Terminata questa brevissima parentesi teorica, esaminiamo  nel dettaglio scopo, classificazione ed esempi di mascheramento.

Il mascheramento ha lo scopo di sottrarre truppe, materiali e lavori alla osservazione nemica, terrestre ed aerea. Il mascheramento è naturale (occultamento) se si dispongono gli oggetti da celare dietro o sotto gli elementi preesistenti del terreno. Il mascheramento è artificiale se si serve di mezzi costruiti ad arte; è detto palese se lo schermo che cela l’oggetto è visibile, ma è costruito in modo da imitare perfettamente certi elementi predominanti dell’ambiente; è occulto se con mezzi opportuni (schermi mimetici) riesce a confondere l’oggetto con il terreno, ovvero a far sparire letteralmente l’oggetto dall’ambiente. I reparti si occupano del mascheramento delle proprie armi, mentre spetta alle truppe del Genio provvedere a mascheramenti di utilità generale o che necessitano tecniche e materiali particolari.

────────

**ESERCIZIO A**:
Secondo il brano sul mascheramento, perché un mascheramento artificiale viene detto palese?
**ESERCIZIO B**:
Prosegui il brano sul mascheramento a partire dal punto in cui si interrompe.

**DATI**:
────────

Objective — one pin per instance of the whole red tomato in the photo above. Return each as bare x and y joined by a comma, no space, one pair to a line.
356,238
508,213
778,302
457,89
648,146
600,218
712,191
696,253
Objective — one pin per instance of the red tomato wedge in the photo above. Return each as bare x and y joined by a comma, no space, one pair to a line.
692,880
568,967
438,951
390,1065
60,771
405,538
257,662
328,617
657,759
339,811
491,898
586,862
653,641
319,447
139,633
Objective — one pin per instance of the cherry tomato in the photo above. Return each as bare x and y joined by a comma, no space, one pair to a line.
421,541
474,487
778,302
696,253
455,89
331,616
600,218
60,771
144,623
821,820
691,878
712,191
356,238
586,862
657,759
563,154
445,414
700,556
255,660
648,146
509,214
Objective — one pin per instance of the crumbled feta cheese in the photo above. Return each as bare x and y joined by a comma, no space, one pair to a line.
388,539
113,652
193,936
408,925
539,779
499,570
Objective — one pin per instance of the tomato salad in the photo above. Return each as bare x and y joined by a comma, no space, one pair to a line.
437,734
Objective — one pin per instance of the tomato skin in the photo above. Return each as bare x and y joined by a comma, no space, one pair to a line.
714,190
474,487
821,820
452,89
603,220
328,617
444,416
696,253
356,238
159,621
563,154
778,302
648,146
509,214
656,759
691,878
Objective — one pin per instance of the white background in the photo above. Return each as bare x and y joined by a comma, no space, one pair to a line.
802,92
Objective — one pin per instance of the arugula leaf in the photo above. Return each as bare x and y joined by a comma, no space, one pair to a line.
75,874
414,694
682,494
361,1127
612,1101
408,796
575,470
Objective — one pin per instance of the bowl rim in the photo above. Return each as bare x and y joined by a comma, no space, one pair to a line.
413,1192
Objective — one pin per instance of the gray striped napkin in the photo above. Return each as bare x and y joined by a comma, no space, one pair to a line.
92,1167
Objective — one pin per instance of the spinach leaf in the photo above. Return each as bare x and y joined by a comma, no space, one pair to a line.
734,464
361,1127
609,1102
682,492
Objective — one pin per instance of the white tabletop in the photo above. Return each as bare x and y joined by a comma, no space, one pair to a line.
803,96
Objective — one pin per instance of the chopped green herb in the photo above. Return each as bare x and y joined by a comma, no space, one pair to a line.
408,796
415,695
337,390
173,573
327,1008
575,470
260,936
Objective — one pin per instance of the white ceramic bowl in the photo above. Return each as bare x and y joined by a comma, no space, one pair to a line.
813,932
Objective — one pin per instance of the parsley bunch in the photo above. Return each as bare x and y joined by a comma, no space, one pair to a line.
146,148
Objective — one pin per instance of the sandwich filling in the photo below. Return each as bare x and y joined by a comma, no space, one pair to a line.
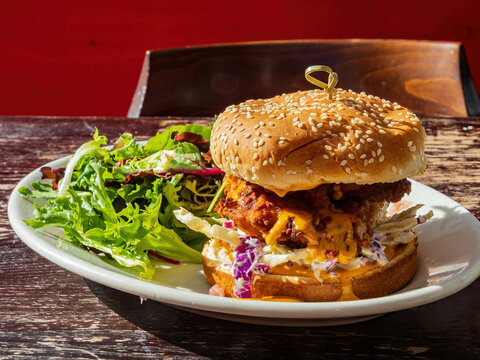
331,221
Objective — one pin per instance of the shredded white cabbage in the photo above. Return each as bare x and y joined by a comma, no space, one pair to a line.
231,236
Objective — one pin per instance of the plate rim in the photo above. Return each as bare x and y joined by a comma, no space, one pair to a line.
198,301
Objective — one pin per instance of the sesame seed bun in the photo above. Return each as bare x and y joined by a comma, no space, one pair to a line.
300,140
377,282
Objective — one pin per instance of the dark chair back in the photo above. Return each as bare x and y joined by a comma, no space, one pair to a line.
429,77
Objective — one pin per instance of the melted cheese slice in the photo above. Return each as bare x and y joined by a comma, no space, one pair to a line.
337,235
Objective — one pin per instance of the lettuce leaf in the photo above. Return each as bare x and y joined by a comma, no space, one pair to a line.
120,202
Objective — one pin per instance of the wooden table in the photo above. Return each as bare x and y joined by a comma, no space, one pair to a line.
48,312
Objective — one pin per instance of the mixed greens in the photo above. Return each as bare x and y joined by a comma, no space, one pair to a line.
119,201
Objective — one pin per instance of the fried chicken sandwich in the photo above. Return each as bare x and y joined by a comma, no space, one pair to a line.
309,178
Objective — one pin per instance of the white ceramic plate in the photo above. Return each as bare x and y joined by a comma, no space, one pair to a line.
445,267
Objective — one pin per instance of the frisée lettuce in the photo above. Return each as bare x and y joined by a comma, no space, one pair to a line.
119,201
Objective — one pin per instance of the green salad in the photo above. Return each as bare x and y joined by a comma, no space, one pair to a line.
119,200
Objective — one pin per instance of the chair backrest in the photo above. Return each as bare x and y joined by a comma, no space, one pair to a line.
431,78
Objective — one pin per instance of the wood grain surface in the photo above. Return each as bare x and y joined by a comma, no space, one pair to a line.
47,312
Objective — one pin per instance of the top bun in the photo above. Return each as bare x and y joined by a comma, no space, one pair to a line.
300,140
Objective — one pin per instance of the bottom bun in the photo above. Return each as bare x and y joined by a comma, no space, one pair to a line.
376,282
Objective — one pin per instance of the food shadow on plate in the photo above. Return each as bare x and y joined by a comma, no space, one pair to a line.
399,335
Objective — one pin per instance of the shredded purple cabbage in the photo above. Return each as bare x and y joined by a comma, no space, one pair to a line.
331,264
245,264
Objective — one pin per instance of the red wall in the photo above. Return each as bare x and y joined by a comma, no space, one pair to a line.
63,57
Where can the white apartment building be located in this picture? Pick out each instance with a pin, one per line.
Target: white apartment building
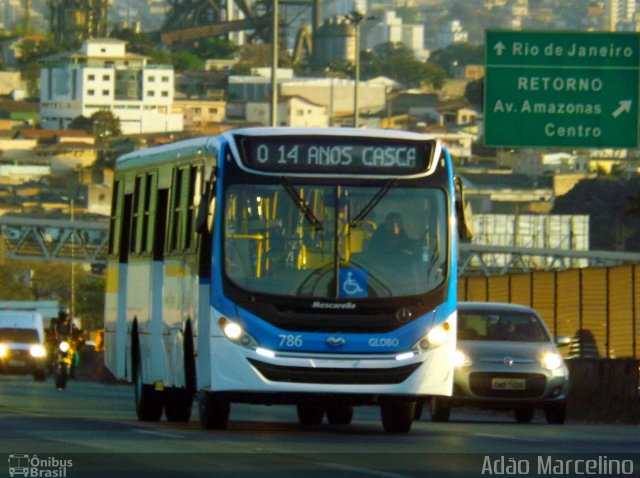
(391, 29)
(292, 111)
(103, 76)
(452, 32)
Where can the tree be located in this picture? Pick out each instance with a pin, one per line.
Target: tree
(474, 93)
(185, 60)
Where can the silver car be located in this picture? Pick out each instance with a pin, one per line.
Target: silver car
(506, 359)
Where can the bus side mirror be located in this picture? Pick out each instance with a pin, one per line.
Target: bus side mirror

────────

**RISPOSTA A**:
Perché lo schermo che cela l'oggetto è visibile, anche se è costruito in modo da imitare perfettamente certi elementi predominanti dell'ambiente.

**RISPOSTA B**:
Il mascheramento deve procedere col procedere dei lavori, essere intonato all’ambiente e “vivere con l’ambiente, cioè trasformarsi con esso, seguendone tutte le mutazioni di colore e di tono”.

I colori impiegati dovevano essere simili a quelli naturali, inalterabili dagli agenti atmosferici affinché non venissero rivelati da apparecchiature come i filtri ottici. Prevedendo le particolari sollecitazioni dovute all’impiego, i materiali di mascheramento potevano essere sottoposti a procedimento di ignifugazione servendosi di cloruro ammonico, fosfati di sodio e ammonio cloridrato di allumina. Al fine di ridurre possibili giochi di ombre, i manuali militari raccomandavano di: ridurre al minimo il rilievo delle opere, costruirle col minimo numero di piani raccordandole dolcemente col terreno circostante ed infine sfruttare ove possibile zone di ombra permanente. Fra i mezzi di mascheramento naturale dominavano la zolle, erbe, arbusti, spuntoni di rocce, fichi d’India o siepi. Tale economico mascheramento necessita però di una costante cura e manutenzione.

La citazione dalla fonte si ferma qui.